* [TASK BRIEF]
From the first line to the last, print the data exactly.

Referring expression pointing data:
━━━━━━━━━━
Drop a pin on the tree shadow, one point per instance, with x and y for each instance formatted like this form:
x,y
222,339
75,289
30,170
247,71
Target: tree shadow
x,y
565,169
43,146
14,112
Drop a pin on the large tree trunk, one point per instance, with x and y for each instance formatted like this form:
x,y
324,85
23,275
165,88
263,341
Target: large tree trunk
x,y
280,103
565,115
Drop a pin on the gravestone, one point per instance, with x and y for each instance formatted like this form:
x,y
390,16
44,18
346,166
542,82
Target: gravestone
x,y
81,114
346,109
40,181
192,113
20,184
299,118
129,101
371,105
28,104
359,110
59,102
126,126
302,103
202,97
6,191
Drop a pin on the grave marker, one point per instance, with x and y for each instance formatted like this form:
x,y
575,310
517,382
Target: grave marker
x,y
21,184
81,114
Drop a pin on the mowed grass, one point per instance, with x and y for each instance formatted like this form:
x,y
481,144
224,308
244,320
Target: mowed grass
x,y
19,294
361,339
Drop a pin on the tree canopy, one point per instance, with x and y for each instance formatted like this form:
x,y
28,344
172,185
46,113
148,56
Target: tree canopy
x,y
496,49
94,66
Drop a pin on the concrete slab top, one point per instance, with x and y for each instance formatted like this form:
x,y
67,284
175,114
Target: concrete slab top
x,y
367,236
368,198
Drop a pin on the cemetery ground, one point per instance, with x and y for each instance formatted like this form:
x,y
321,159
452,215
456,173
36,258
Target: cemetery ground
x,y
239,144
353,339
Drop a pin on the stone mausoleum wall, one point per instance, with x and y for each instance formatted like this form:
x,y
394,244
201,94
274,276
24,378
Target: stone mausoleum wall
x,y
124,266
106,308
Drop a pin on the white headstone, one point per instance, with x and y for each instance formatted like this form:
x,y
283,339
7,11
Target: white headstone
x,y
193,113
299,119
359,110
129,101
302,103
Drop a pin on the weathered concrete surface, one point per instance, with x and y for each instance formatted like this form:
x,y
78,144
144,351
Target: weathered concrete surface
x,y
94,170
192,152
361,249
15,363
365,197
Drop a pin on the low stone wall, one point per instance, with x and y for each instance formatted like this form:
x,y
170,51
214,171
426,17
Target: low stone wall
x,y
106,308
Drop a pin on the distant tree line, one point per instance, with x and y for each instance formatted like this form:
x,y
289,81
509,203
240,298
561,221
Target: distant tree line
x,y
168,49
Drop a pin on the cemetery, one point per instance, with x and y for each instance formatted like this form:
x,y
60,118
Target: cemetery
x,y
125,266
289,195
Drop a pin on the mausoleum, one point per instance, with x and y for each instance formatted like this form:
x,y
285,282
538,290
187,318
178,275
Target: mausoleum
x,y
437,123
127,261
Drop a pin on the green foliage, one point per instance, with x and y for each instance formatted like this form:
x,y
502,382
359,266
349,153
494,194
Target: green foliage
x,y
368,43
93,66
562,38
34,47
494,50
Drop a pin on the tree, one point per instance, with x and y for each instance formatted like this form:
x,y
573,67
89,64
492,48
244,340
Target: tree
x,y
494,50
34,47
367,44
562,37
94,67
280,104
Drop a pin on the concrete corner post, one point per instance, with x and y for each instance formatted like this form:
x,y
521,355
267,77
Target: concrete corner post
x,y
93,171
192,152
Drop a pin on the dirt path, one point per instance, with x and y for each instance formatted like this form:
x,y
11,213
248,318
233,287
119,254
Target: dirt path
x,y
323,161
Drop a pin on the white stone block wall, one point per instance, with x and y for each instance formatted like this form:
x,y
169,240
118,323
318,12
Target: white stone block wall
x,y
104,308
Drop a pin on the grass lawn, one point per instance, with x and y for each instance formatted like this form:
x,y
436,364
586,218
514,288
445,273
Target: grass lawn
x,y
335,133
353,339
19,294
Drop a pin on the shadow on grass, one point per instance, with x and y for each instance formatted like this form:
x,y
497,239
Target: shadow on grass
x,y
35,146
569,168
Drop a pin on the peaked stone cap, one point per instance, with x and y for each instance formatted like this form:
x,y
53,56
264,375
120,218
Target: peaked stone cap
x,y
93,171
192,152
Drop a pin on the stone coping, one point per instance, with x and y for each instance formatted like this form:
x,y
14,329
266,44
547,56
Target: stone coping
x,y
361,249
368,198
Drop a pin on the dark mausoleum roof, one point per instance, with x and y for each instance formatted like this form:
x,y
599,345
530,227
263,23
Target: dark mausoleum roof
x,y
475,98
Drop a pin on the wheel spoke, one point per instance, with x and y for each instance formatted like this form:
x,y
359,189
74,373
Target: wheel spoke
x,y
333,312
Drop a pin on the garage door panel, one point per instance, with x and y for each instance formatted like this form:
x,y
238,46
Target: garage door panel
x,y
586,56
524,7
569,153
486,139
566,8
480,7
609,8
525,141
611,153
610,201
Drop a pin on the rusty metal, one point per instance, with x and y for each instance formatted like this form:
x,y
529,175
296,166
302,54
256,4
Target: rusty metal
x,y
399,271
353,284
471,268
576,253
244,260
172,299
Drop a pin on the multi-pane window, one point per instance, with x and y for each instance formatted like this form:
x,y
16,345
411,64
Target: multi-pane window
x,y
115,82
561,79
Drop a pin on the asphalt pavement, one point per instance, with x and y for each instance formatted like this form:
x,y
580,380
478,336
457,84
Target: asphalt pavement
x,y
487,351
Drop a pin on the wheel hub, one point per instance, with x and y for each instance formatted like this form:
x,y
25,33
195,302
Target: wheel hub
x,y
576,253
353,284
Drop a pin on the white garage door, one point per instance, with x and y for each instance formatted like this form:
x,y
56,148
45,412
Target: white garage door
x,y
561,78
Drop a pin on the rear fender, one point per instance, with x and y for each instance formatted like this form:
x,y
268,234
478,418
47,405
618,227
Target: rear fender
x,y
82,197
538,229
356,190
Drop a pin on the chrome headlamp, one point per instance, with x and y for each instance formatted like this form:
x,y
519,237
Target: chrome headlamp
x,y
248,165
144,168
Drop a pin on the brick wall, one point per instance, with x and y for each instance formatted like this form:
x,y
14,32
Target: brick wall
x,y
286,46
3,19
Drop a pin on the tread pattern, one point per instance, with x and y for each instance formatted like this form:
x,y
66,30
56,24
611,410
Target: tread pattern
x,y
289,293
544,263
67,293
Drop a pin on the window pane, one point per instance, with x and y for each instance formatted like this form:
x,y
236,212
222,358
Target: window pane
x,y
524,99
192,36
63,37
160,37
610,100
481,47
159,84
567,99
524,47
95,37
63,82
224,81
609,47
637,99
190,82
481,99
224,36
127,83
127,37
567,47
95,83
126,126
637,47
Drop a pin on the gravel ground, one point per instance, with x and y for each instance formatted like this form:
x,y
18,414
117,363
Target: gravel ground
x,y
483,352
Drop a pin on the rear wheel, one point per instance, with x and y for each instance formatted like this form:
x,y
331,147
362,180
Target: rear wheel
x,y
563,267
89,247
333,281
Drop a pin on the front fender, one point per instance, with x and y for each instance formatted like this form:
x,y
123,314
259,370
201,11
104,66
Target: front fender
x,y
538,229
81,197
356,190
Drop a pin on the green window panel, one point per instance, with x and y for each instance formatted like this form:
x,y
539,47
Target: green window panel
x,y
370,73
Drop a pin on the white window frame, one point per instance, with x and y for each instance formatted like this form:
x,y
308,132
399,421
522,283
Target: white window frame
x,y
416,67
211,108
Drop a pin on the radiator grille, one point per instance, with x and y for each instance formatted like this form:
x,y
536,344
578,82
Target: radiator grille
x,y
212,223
━━━━━━━━━━
* [RESPONSE AREA]
Drop a pin on the tree shadow, one point per instance, with x and y for each instance formatted like this form:
x,y
222,339
75,289
30,170
247,71
Target: tree shadow
x,y
565,169
43,146
14,112
Drop a pin on the large tree trunk, one point per instance, with x and y for each instance formatted like this form:
x,y
324,85
23,275
165,88
263,341
Target: large tree trunk
x,y
280,103
565,115
Drop a pin on the gravestone, one point per instance, with x and y for each instance formatted like this form:
x,y
390,16
44,18
346,166
542,82
Target: gravestone
x,y
81,114
346,109
40,181
192,113
20,184
299,118
129,101
371,105
28,104
359,110
59,102
126,126
302,103
202,97
6,191
Drop a pin on the grave marker, one point per instance, with x and y for each instance formatted like this form:
x,y
575,310
517,382
Target: grave marker
x,y
21,184
81,114
Drop a pin on the mowed grass, one point per instance, with x and y for each instance formatted like this form:
x,y
481,144
224,308
244,320
Target: mowed grass
x,y
19,294
361,339
Drop a pin on the tree canopy, one point per instance, with x and y for each instance formatted like this form:
x,y
28,344
172,185
46,113
148,56
Target: tree canopy
x,y
496,49
94,66
Drop a pin on the concrete slab top, one point per instance, with x and y for each instance formatted like this form:
x,y
67,284
175,114
Target: concrete slab top
x,y
367,236
368,198
Drop a pin on the cemetery ground, one point per instance, with x and y for each instance formatted like this form:
x,y
321,159
452,215
456,173
36,258
Target: cemetery ground
x,y
239,144
353,339
Drop a pin on the stone mausoleum wall, one point per instance, with x and y for each instance formatted like this form:
x,y
394,244
201,94
274,276
24,378
Target: stone mausoleum wall
x,y
124,266
106,308
Drop a pin on the white headstone, one point per instance, with x and y for each instance formatted like this form:
x,y
283,339
7,11
Target: white headstone
x,y
193,113
299,119
359,110
129,101
302,103
Drop a pin on the weathered concrete surface, one point per instance, with x and y for each instance formatted like this form:
x,y
78,144
144,351
Target: weathered concrete surface
x,y
94,170
192,152
361,249
15,363
365,197
Drop a pin on the low stone wall, one point per instance, with x and y for each instance formatted like this form:
x,y
170,51
214,171
426,17
Target: low stone wall
x,y
106,308
Drop a pin on the distant tree line, one point per instance, with x and y for each instance formatted like this form:
x,y
289,81
509,203
240,298
561,221
Target: distant tree line
x,y
168,49
Drop a pin on the cemetery, one point per instance, with x and y for each instance formatted like this form:
x,y
60,118
Target: cemetery
x,y
125,266
289,195
Drop a pin on the mausoleum, one point per instance, with x and y for each instance formatted like this form:
x,y
285,282
538,290
187,318
178,275
Target: mausoleum
x,y
437,123
127,261
Drop a pin on the green foliage, one point per instance, with x and y for each instance formatted like this form:
x,y
502,382
359,266
349,153
494,194
Target: green foliage
x,y
368,43
93,66
562,38
34,47
494,50
Drop a pin on the tree, one point per instance, with x and y for each instance formatted like this form:
x,y
573,67
89,64
492,48
244,340
Target: tree
x,y
494,50
34,47
367,44
562,37
94,67
280,104
Drop a pin on the concrete corner post, one point per instance, with x and y for each instance formatted like this form:
x,y
521,355
267,77
Target: concrete corner post
x,y
93,171
192,152
Drop a pin on the dirt path, one point per instance, with x and y for each instance formatted like this form:
x,y
11,213
248,318
233,287
119,254
Target: dirt path
x,y
323,161
Drop a pin on the white stone block wall, one point per instance, with x and y for each instance formatted like this form:
x,y
169,240
118,323
318,12
Target: white stone block wall
x,y
104,308
Drop a pin on the grass lawn, one point per instance, with x and y for each instance formatted like this form:
x,y
436,364
586,218
514,288
445,273
Target: grass lawn
x,y
335,133
353,339
19,294
Drop a pin on the shadow on grass, one point per instance, with x and y for each instance formatted like this form:
x,y
497,239
Target: shadow on grass
x,y
35,146
569,168
Drop a pin on the peaked stone cap, one point per instance, with x and y for each instance formatted like this form:
x,y
53,56
264,375
120,218
Target: peaked stone cap
x,y
93,171
192,152
Drop a pin on the stone coping, one point per instance, with x and y for each instance formatted like this form:
x,y
14,329
266,44
547,56
Target: stone coping
x,y
361,249
368,198
Drop a pin on the dark mausoleum roof, one point per instance, with x and y for each instance formatted like this form:
x,y
599,345
530,227
263,23
Target: dark mausoleum roof
x,y
475,98
Drop a pin on the wheel spoke, one point per instance, with x and y for each instance formatted like this form:
x,y
359,189
74,373
Target: wheel spoke
x,y
333,312
Drop a pin on the garage door panel, one point per instance, with x and y for each instance formatted like this form:
x,y
238,46
Target: garage door panel
x,y
586,56
524,7
569,153
486,139
566,8
480,7
609,8
525,141
611,153
610,201
Drop a pin on the rusty metal, one point per instance, with x and y for each instance formatted like this form:
x,y
529,175
296,166
302,54
256,4
Target: rusty metal
x,y
399,271
353,284
471,268
576,253
244,260
172,299
Drop a pin on the multi-pane window, one point per instance, with x and y for each instance formatted like this form:
x,y
16,345
411,64
Target: multi-pane window
x,y
115,82
561,79
Drop a pin on the asphalt pavement, one point per instance, with x and y for each instance formatted like this form:
x,y
580,380
478,336
457,84
Target: asphalt pavement
x,y
487,351
Drop a pin on the wheel hub, one point per instance, with x and y for each instance formatted like this form:
x,y
25,33
195,302
Target: wheel hub
x,y
576,253
353,284
Drop a pin on the white garage door, one point per instance, with x and y for each instance formatted like this form:
x,y
56,148
45,412
Target: white garage door
x,y
561,78
Drop a pin on the rear fender, one point per instance, with x and y for each instance formatted like this form:
x,y
268,234
478,418
47,405
618,227
Target: rear fender
x,y
82,197
538,229
356,190
Drop a pin on the chrome headlamp, one point per instance, with x and y for each instance formatted like this form:
x,y
519,237
Target: chrome headlamp
x,y
248,165
144,168
Drop a pin on the brick wall, one point per instance, with x and y for each instance formatted like this form:
x,y
14,32
Target: brick wall
x,y
286,46
3,19
Drop a pin on the tread pattern, one point per instance, with x and y for each instance formatted like this form:
x,y
66,30
56,24
611,410
Target: tread pattern
x,y
289,293
544,263
67,293
Drop a pin on the window pane, one point per instance, with x and y for each instance formatted like this form:
x,y
236,212
222,358
Target: window pane
x,y
524,99
192,36
63,37
160,37
610,100
481,47
159,84
567,99
524,47
95,37
63,82
224,81
609,47
637,99
190,82
481,99
224,36
127,83
127,37
567,47
95,83
126,126
637,47
Drop a pin on the gravel ground, one point per instance, with x and y for each instance formatted like this form:
x,y
18,414
117,363
Target: gravel ground
x,y
483,352
Drop a pin on the rear wheel, one point per instance, with x and y for each instance formatted like this form:
x,y
331,147
362,180
Target: rear wheel
x,y
563,267
89,247
333,281
Drop a pin on the front fender, one point per instance, with x and y for each instance formatted like this form:
x,y
123,314
259,370
201,11
104,66
Target: front fender
x,y
538,229
81,197
356,190
Drop a pin on the green window panel, one point per instance, with x and y for each instance formatted like this form:
x,y
539,47
Target: green window panel
x,y
370,73
Drop a pin on the white window frame, one point per instance, with x and y for each instance formatted like this form:
x,y
308,132
399,421
522,283
Target: white window frame
x,y
416,67
211,108
Drop a pin on the radiator grille, one point per instance, with x and y for each instance formatted like this form:
x,y
536,344
578,82
Target: radiator grille
x,y
212,223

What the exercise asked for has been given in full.